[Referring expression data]
++++++++++

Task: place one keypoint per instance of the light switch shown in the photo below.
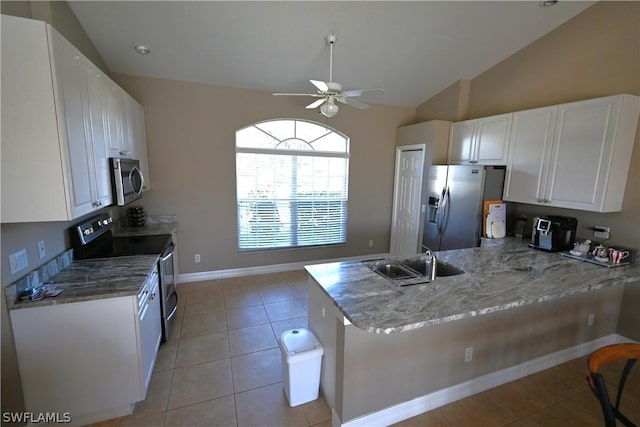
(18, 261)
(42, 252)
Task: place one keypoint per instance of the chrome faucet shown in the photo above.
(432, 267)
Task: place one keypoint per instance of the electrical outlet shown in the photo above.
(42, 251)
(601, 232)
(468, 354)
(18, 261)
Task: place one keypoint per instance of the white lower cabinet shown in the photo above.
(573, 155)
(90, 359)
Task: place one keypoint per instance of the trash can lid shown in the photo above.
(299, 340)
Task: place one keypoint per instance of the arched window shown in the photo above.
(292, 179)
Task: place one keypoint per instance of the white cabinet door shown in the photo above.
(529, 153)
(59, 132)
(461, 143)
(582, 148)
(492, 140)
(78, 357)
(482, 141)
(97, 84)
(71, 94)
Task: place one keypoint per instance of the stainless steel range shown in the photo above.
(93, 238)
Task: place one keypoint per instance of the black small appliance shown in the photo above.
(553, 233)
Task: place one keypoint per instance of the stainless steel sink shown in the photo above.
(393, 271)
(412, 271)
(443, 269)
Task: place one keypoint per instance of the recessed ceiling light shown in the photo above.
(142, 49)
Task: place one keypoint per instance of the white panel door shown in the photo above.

++++++++++

[EXERCISE] Give back, word for word, the lines from the one with "Task: place one keypoint per instance of the recessed" through the last line of the entries, both included, and no other line.

[ANSWER BOX]
Task: place one keypoint per instance of the recessed ceiling light shown in the photo above.
(142, 49)
Task: place one keypoint per instance of the white panel door shown in the photo above.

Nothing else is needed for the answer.